*** DATA LISTING ***

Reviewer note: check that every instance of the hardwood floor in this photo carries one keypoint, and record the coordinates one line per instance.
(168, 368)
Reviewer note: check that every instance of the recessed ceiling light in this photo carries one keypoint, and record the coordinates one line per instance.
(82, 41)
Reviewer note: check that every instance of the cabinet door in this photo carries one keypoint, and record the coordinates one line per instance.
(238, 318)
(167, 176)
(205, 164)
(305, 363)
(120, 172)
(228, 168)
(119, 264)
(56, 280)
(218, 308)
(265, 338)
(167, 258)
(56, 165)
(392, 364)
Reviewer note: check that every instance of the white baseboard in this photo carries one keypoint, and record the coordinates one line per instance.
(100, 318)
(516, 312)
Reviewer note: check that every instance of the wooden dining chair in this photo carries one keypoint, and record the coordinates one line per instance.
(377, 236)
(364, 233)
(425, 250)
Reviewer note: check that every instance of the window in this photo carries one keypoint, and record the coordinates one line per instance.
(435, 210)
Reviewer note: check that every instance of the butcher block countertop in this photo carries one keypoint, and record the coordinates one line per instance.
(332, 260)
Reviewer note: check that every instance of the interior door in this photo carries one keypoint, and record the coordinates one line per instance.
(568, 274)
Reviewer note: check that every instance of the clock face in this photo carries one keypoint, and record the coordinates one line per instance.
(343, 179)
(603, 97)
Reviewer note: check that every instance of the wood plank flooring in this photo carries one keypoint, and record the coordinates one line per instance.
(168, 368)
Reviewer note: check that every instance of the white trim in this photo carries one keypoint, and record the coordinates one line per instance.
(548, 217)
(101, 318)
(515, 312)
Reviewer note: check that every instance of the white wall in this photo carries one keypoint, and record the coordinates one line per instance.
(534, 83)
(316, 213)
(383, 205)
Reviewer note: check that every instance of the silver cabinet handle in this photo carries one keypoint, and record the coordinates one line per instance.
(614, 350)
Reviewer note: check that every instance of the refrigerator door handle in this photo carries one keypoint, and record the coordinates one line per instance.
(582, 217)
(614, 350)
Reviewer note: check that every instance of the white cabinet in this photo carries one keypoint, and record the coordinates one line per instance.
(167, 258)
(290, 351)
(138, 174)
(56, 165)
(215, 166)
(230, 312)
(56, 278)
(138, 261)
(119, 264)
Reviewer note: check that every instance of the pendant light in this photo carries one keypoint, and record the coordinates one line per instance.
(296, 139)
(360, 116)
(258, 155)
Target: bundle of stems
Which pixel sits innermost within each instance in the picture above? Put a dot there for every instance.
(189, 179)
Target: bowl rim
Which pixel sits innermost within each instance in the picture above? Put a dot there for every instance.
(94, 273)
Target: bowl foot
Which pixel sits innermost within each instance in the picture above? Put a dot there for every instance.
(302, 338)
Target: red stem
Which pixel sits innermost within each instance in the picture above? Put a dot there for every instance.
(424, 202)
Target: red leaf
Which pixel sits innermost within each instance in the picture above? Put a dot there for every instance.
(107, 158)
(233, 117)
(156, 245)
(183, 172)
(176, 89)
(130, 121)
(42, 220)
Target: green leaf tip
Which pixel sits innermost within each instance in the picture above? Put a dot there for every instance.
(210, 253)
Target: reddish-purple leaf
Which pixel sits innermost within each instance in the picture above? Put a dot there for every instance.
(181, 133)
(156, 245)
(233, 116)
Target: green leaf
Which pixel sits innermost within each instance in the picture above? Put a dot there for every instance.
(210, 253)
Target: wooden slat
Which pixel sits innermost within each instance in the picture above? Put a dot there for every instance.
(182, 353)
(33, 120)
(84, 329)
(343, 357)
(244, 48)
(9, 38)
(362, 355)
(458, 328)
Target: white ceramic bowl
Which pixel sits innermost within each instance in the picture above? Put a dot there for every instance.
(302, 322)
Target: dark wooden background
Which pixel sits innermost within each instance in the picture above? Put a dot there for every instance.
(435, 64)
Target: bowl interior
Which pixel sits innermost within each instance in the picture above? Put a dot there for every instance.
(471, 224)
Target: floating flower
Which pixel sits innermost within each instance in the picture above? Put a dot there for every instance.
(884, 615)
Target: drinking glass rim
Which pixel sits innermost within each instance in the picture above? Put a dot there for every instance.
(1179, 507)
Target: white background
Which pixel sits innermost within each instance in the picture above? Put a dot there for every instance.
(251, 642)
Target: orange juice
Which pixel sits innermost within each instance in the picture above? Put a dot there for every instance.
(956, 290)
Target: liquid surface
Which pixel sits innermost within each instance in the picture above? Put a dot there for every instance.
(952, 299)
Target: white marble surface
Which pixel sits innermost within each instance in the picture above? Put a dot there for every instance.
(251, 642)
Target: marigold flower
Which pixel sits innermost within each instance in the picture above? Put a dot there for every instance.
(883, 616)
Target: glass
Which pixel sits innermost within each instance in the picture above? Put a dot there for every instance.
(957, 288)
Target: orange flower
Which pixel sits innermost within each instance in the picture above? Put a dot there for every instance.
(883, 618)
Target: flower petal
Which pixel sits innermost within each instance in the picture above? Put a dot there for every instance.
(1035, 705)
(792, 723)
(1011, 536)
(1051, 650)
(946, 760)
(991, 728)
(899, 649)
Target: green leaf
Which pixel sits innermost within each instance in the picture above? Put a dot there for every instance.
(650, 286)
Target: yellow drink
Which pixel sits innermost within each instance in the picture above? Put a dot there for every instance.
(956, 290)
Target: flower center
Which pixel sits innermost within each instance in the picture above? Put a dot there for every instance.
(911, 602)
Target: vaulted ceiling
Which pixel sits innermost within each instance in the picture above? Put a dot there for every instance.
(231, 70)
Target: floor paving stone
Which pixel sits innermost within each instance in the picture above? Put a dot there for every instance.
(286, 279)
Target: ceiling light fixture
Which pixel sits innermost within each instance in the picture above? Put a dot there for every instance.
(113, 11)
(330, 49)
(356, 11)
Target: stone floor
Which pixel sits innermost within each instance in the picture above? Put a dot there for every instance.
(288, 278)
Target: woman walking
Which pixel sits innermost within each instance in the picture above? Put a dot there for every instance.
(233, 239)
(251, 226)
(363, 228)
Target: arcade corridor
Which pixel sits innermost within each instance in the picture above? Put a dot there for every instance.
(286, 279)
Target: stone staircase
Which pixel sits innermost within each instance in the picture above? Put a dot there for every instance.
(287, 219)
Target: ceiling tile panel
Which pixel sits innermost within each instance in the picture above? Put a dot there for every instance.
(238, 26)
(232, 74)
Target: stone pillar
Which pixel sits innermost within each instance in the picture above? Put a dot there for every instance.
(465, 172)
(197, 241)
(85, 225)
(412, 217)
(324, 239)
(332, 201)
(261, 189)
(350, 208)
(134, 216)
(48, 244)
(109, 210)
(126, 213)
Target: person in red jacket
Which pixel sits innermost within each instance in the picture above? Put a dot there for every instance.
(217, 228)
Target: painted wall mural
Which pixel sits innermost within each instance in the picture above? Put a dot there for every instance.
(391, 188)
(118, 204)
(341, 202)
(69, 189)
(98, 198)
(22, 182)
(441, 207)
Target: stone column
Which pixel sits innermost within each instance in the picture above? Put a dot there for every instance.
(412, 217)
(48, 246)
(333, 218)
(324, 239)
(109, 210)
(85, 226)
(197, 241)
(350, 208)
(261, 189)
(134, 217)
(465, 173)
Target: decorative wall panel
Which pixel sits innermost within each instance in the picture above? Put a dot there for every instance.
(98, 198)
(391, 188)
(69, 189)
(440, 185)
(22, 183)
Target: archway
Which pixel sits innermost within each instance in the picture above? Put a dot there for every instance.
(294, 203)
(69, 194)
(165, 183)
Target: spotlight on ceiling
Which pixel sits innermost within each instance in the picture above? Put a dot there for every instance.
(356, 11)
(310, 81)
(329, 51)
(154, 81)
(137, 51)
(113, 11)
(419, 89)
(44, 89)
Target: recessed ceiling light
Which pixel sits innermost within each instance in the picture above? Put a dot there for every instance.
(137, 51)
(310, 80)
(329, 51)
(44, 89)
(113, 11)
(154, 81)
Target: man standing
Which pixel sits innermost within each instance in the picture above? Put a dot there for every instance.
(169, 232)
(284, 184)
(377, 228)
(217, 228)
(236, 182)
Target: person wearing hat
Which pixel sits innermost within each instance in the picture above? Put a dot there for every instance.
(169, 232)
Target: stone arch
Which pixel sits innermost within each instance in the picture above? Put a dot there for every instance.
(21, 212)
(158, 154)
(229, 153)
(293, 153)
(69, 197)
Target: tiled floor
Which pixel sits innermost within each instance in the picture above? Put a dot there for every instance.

*** End of DATA LISTING ***

WORK REQUIRED: When you reach the line in the material above that holds "Target: stone floor", begin reproducing lines exactly, and stop after the line that holds "Target: ceiling tile panel".

RESPONSE:
Target: stone floor
Which pixel sits innermost within each instance in the picture above? Put a dot there for every instance.
(288, 278)
Target: woman walking
Which pixel sits innermost within each instance in the picture above? Put a dot there for every instance.
(233, 239)
(251, 226)
(363, 228)
Target: arcade corridor
Which pixel sits innermost within each instance in the picture above? Put a dot there for every instance.
(286, 279)
Target: stone staircase
Which pixel sits innermost within each instance in the picture above? Put a dot there for every instance.
(287, 219)
Target: ceiling tile panel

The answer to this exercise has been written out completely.